PROBLEM DETAILS: Write every record out again exactly as given.

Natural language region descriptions
-----

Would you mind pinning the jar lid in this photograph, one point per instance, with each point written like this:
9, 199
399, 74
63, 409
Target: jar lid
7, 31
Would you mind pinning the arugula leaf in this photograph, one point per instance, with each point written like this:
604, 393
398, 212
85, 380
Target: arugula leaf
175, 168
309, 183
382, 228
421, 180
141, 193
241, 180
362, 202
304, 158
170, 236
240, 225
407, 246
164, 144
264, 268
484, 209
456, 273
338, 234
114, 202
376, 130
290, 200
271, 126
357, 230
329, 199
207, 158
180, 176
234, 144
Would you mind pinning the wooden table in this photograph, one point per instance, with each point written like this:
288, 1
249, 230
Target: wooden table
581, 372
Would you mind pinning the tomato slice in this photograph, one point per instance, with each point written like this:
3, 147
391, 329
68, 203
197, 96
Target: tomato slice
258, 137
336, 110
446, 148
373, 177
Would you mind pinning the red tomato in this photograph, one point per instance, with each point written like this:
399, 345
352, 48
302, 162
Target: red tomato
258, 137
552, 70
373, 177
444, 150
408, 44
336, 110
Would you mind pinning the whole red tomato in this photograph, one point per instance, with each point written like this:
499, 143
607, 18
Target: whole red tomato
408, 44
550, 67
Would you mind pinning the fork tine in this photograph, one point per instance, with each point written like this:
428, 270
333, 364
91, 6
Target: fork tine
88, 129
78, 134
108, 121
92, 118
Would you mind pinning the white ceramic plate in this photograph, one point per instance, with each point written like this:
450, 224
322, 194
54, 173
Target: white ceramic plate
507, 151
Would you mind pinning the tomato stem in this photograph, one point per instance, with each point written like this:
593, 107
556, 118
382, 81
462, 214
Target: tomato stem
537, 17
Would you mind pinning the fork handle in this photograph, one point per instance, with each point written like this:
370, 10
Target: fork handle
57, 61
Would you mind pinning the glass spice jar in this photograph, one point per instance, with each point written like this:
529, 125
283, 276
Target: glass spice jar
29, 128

-----

RESPONSE FOR THIS EXERCISE:
Would you mind pinning the jar lid in this photograph, one point per instance, with each point written like this:
9, 199
399, 74
63, 409
Target: jar lid
7, 31
Would you mind pinning the arugula leaf in this photograph, one point per instance, with each point written like this:
604, 393
398, 212
85, 380
Target: arugula leaf
175, 168
309, 183
382, 228
421, 180
141, 193
241, 180
362, 202
304, 158
170, 236
240, 225
407, 246
164, 144
264, 268
484, 209
456, 273
338, 234
114, 202
376, 130
290, 200
271, 126
357, 230
329, 199
207, 158
180, 176
234, 144
Would you mind pinning the wooden table in this photograph, one point per instance, with each point written like this:
288, 1
249, 230
Target: wooden table
581, 372
Would you mind pinning the tomato slice in this photograph, one point per instance, with each point written like this:
3, 147
391, 329
68, 203
197, 96
Target: tomato slice
258, 137
336, 110
446, 148
373, 177
Would you mind pinning the red tomato in this photograph, one point per instance, with each point written like this:
399, 345
352, 48
302, 162
Target: red tomato
258, 137
552, 70
373, 177
444, 150
408, 44
336, 110
Would you mind pinning the whole red tomato in this photograph, one point per instance, with each point written like this:
499, 143
607, 18
Target: whole red tomato
408, 44
550, 67
Would you mind pinning the fork tine in this photograph, one point per instance, with each point written like this:
428, 270
333, 364
91, 6
Target: fork tine
88, 129
78, 134
108, 121
92, 118
Would you mind pinning the white ceramic plate in this photograph, one point per instance, with each point written like this:
450, 224
322, 194
54, 173
Target: white ceramic plate
507, 151
Would you mind pinning the tomato stem in this photograph, one point per instance, with each point written like this:
593, 107
556, 118
382, 81
462, 214
Target: tomato stem
537, 17
Would you mind pinning the fork handle in this photograph, one point per instance, with each point written like this:
370, 10
Target: fork handle
57, 61
Would you mind pinning the glass spice jar in this photograph, one point per instance, with each point written like this:
529, 125
283, 276
Target: glass spice jar
29, 128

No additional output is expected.